◆ PROBLEM TO WORK ON ◆
Print, without alteration, the portion of the passage on AI in clinical trials that runs from "2. Improve connectivity" up to and including "FDA submission process.".

◆ READING TEXT ◆
***

From a people perspective, these tools have the power to eliminate job roles without eliminating employees themselves. Today, administrative work is performed by entry-level employees, many of whom are highly motivated and trying to go to medical or graduate school. If AI absorbs these tedious tasks, those staff can be elevated to a higher-level of involvement in the clinical trial process, thereby elevating the entire trial. Against a backdrop of increasingly tight trial budgets, these efficiencies are especially welcome.

“AI will be hugely disruptive for data entry,” said Kingsley. “AI can read what we put into eSource and transcribe it into an EDC without even having to have an API. AI will be able to read survey responses or blood pressure output and transfer them into EDC flawlessly.”

2. Improve connectivity in the ecosystem.

Clinical research is complex, and no single technology can fully manage every element of it. Sites will need to continue working with multiple, niche technologies specifically tailored to the various needs of the trial, whether they be clinical, financial, geographic, or privacy related.

Here, AI has the power to improve integrations across the trial ecosystem, connecting platforms into a seamless experience. AI can help point data exactly where it is supposed to go, from one system to another: into data warehouses where researchers can feed it into different workflows; into communication mechanisms so various parties are being informed; and touching sponsors, sites, patients, and even regulators, streamlining the FDA submission process.

“The lack of APIs (application programming interface) is hindering progress,” explained Larrabee. “We have always been early adopters of technology, but in this industry proprietary software that does not integrate is the norm. AI could create the connective tissue that brings these systems together into a seamless, powerful ecosystem.”

AI also holds the power to improve processes onsite. Intelligent analysis might suggest a different order of operations for various trial activities. Soon, AI may even be able to help sites analyze various technologies and choose the options that are best for them.

3. Foster expertise across research and technology.

***

◆ ENTRIES PROVIDED ◆

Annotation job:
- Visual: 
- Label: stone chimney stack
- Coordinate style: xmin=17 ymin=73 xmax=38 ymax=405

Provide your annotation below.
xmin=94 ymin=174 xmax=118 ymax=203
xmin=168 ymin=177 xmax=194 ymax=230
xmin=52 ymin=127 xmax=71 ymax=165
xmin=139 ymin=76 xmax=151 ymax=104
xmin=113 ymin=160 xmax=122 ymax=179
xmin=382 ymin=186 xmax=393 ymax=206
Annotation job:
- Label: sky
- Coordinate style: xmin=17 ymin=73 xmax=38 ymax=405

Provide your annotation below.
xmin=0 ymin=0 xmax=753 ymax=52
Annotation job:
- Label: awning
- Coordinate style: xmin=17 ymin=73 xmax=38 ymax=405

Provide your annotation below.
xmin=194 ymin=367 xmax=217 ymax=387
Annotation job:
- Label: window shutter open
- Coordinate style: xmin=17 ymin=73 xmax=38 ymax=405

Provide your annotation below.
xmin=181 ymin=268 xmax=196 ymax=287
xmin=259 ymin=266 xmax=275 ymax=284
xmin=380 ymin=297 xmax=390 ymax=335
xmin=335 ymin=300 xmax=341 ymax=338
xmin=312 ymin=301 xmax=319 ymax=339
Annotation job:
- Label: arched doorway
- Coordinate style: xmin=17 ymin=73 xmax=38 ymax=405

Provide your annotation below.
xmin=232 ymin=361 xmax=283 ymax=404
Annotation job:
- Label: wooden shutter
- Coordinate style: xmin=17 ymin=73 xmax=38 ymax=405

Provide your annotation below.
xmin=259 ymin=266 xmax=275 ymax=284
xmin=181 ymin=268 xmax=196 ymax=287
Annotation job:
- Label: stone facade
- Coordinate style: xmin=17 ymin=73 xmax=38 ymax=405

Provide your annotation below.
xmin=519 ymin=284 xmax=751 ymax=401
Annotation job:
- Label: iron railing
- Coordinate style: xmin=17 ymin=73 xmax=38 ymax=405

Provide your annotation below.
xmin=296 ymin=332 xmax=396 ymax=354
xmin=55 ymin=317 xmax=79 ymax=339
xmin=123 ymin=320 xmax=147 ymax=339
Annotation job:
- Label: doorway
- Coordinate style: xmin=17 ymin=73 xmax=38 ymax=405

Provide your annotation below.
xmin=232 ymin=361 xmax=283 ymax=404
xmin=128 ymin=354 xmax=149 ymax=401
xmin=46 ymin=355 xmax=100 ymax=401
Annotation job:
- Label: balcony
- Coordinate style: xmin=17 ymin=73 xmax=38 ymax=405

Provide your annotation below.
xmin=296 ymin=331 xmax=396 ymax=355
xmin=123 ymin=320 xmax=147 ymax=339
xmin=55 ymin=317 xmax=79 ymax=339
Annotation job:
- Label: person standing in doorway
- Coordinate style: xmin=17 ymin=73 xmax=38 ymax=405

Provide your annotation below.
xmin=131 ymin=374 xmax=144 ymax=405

***

◆ EXERCISE OUTPUT ◆
2. Improve connectivity in the ecosystem.

Clinical research is complex, and no single technology can fully manage every element of it. Sites will need to continue working with multiple, niche technologies specifically tailored to the various needs of the trial, whether they be clinical, financial, geographic, or privacy related.

Here, AI has the power to improve integrations across the trial ecosystem, connecting platforms into a seamless experience. AI can help point data exactly where it is supposed to go, from one system to another: into data warehouses where researchers can feed it into different workflows; into communication mechanisms so various parties are being informed; and touching sponsors, sites, patients, and even regulators, streamlining the FDA submission process.